● **Short task**: Please count the lines in the records below that contain the word "cliff" and give only that number.

*-*-*

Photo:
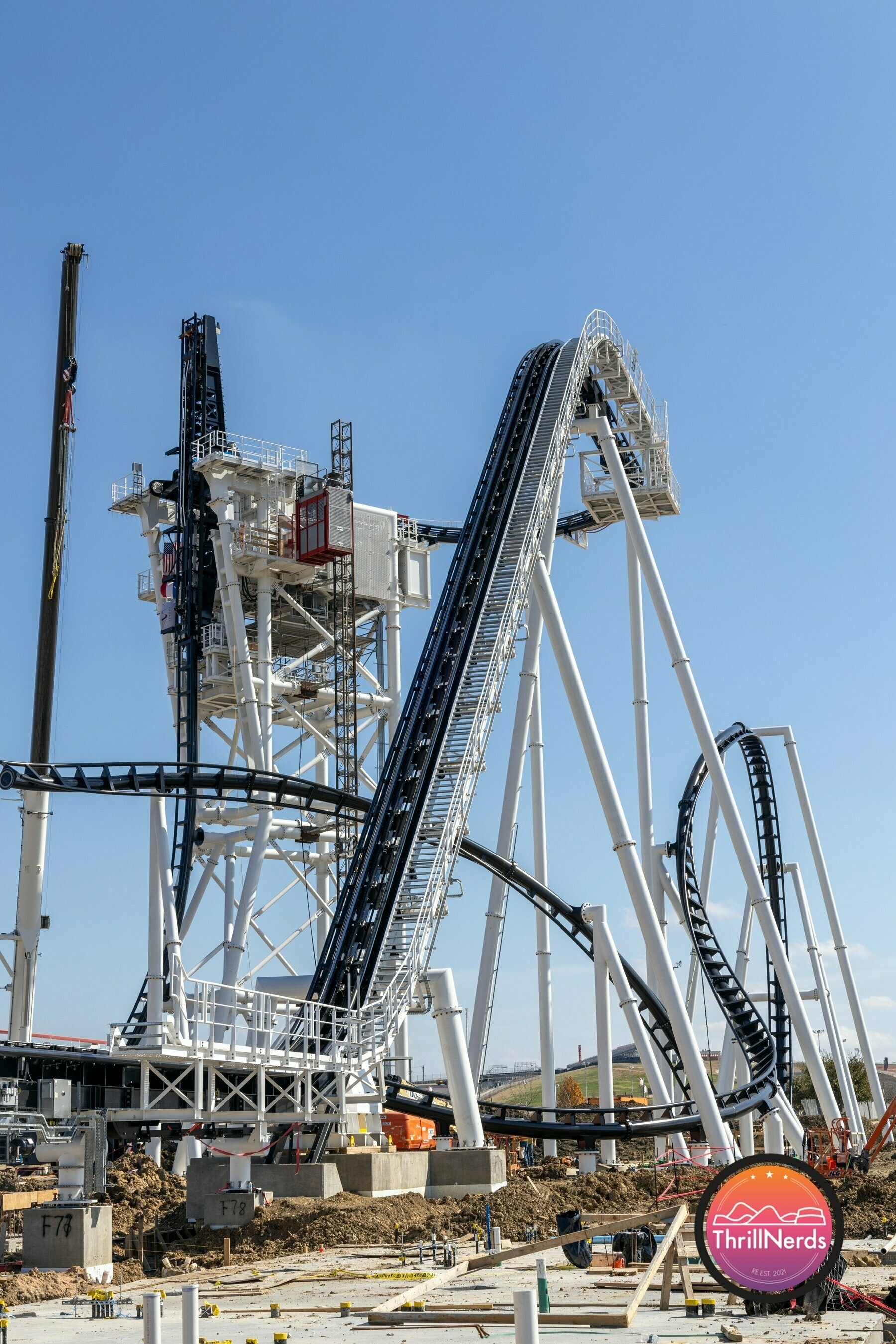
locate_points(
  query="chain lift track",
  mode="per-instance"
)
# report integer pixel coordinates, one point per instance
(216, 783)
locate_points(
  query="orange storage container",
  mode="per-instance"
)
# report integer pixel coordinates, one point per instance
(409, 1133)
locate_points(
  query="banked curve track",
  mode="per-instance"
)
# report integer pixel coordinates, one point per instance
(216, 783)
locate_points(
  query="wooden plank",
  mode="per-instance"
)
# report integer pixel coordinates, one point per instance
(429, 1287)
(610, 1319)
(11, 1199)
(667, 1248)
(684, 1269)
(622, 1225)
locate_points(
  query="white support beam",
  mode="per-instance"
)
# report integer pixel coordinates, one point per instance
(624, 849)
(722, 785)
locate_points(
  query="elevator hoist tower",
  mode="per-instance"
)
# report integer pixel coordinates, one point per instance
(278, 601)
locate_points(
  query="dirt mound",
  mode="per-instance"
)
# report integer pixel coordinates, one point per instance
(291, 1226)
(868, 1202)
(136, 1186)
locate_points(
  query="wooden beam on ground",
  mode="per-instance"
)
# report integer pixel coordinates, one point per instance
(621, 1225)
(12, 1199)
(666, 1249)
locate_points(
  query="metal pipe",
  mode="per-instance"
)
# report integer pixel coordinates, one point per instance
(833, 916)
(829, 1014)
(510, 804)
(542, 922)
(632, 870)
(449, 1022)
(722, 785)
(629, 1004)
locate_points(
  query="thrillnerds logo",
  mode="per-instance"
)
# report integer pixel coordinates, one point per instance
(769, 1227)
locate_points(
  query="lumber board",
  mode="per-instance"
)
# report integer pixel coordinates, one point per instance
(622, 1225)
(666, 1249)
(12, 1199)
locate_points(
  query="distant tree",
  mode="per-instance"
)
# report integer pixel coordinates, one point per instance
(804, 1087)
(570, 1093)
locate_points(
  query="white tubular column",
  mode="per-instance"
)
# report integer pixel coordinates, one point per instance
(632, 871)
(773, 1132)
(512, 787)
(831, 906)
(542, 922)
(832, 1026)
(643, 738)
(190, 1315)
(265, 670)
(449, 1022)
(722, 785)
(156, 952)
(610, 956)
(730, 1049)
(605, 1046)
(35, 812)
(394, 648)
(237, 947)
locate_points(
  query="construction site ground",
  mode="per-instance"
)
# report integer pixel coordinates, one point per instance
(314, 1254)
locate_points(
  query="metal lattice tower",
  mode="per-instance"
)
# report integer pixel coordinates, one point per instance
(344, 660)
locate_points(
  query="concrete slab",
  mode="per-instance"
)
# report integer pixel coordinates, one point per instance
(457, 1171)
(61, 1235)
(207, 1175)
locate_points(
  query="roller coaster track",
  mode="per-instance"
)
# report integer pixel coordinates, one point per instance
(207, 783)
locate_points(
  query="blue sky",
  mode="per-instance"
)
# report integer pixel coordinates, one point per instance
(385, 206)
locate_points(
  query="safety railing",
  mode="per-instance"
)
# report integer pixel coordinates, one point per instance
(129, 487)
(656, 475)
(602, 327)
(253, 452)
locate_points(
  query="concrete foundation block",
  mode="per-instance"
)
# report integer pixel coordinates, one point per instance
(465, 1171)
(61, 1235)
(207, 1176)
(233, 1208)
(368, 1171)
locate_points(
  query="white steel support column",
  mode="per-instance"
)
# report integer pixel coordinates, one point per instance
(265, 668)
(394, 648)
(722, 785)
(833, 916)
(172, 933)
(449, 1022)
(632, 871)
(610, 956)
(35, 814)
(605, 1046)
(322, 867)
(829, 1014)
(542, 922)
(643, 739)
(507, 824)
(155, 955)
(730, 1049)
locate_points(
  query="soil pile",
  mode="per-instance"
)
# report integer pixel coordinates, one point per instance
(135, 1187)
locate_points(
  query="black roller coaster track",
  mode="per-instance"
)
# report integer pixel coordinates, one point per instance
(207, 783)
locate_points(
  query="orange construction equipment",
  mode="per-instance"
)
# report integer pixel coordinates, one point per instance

*-*-*

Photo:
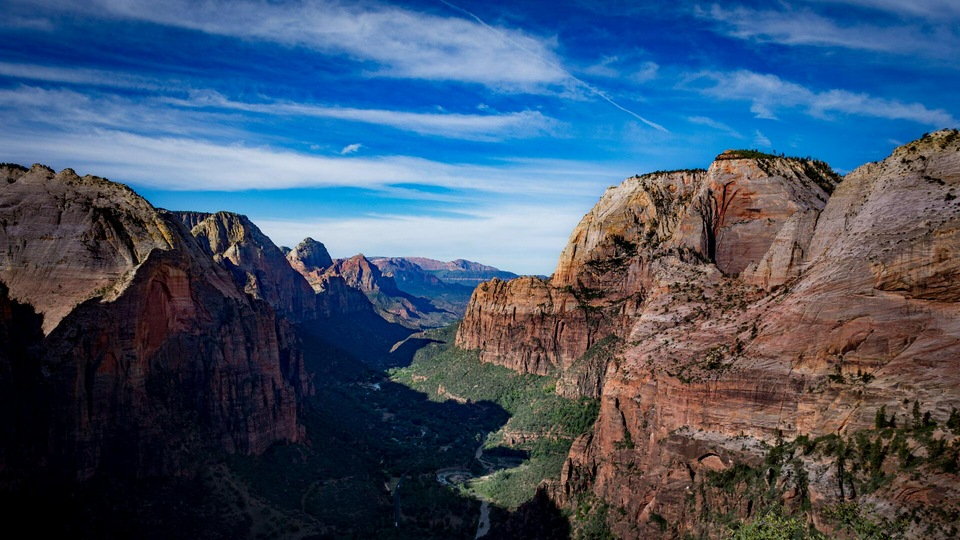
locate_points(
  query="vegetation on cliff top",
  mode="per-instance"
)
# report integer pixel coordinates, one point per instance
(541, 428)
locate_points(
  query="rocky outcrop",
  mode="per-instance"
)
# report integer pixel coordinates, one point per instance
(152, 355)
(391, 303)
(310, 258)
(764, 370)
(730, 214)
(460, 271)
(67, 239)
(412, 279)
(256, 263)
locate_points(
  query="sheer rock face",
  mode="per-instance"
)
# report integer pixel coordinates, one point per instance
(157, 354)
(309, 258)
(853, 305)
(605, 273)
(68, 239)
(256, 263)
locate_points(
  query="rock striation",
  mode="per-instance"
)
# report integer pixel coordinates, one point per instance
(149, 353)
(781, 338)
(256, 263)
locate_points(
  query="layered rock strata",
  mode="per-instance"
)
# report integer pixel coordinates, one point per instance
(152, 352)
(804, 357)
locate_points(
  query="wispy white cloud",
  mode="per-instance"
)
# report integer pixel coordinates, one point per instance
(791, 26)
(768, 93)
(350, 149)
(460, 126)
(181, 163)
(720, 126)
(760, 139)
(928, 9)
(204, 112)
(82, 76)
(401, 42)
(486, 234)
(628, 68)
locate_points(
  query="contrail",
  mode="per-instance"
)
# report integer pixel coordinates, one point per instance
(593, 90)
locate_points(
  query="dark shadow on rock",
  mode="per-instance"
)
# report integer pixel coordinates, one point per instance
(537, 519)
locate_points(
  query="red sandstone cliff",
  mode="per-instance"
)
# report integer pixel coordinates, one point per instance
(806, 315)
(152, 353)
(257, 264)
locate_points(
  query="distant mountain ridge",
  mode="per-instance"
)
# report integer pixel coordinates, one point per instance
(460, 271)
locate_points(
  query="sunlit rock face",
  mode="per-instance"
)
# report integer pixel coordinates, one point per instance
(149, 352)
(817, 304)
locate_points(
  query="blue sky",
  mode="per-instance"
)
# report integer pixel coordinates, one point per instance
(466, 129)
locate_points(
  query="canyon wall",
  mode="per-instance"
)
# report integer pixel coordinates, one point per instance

*-*-*

● **Exercise solution**: 2